TEXT FOR ANALYSIS.
******

- Catcher
- Born: June 18, 1963 (age 63) Coffeyville, Kansas, U.S.
- Batted: RightThrew: Right

MLB debut
- June 3, 1992, for the Texas Rangers

Last MLB appearance
- May 9, 1995, for the Kansas City Royals

MLB statistics
- Batting average: .211
- Hits: 8
- Doubles: 4
- Stats at Baseball Reference

Teams
- Texas Rangers (1992); Kansas City Royals (1995);

= Russ McGinnis =

American baseball player

Russell Brent McGinnis (born June 18, 1963) is an American former professional baseball catcher who played for two seasons in Major League Baseball (MLB). He played in 14 games for the Texas Rangers in 1992 and three games for the Kansas City Royals in 1995.

==Amateur career==
McGinnis attended Sooner High School in Bartlesville, Oklahoma.

******

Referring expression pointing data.

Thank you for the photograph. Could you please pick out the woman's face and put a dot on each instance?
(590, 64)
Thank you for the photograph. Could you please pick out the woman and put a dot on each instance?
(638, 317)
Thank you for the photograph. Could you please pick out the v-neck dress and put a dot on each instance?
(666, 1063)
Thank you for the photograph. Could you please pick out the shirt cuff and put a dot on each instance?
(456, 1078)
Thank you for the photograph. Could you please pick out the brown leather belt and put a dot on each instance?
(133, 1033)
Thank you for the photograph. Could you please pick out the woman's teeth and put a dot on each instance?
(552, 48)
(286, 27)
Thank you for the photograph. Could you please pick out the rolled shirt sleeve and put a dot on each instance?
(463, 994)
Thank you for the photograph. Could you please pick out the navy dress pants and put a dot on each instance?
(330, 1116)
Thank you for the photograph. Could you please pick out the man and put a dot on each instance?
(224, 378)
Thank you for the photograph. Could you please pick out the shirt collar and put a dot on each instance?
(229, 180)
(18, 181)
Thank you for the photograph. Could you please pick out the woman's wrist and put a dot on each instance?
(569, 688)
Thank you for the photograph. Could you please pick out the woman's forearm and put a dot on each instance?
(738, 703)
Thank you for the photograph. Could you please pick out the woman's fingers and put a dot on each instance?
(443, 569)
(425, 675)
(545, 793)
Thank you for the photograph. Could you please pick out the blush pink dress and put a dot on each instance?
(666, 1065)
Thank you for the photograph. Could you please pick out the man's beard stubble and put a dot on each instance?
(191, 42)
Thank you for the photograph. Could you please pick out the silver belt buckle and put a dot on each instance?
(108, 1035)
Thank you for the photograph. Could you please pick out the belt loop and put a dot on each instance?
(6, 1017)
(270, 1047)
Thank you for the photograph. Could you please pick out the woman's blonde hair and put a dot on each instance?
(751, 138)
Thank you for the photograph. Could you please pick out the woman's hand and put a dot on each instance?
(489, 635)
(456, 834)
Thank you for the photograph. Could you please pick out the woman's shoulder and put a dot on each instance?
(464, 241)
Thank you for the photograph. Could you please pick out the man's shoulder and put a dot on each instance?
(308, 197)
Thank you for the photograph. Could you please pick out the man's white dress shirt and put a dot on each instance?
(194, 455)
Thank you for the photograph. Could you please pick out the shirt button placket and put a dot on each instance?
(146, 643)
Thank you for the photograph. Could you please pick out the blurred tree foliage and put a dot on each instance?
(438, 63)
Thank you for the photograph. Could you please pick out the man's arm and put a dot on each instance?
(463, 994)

******

QUESTIONS TO ANSWER.
1) Output the part of the Russ McGinnis text that begins at the words "American baseball player" and ends after the words "in Bartlesville, Oklahoma.", copying it word for word.
2) According to the Russ McGinnis text, which high school did McGinnis attend?
3) Resume the Russ McGinnis text from the point where it stops.

EXPECTED OUTPUTS.
1)
American baseball player

Russell Brent McGinnis (born June 18, 1963) is an American former professional baseball catcher who played for two seasons in Major League Baseball (MLB). He played in 14 games for the Texas Rangers in 1992 and three games for the Kansas City Royals in 1995.

==Amateur career==
McGinnis attended Sooner High School in Bartlesville, Oklahoma.

2) Sooner High School in Bartlesville, Oklahoma.

3)
He began his college baseball career with two seasons at Connors State College in Oklahoma. The Oklahoman said in 1982 that McGinnis was "expected" to be selected in the January phase of the Major League Baseball draft, but he was not.

McGinnis next played for the Oklahoma Sooners. In two seasons, he slashed .356/.439/.595 with 25 home runs and 109 runs batted in. He was twice named to the All-Big Eight Conference Team as a catcher.

==Professional career==
McGinnis was selected by the Milwaukee Brewers in the 14th round of the 1985 Major League Baseball draft and assigned to the Helena Gold Sox to begin his professional career. After two seasons, McGinnis was unsatisfied with how slowly he was moving through Milwaukee's farm system and requested a trade. He was traded on June 29, 1987, to the Oakland Athletics for Bill Mooneyham.

During spring training in 1989, McGinnis dislocated his thumb and had to be reassigned to minor league camp. In 1990, he led the Triple-A Tacoma Tigers in walks and runs batted in. In December 1990, the Chicago Cubs selected McGinnis in the Rule 5 draft from the Brewers.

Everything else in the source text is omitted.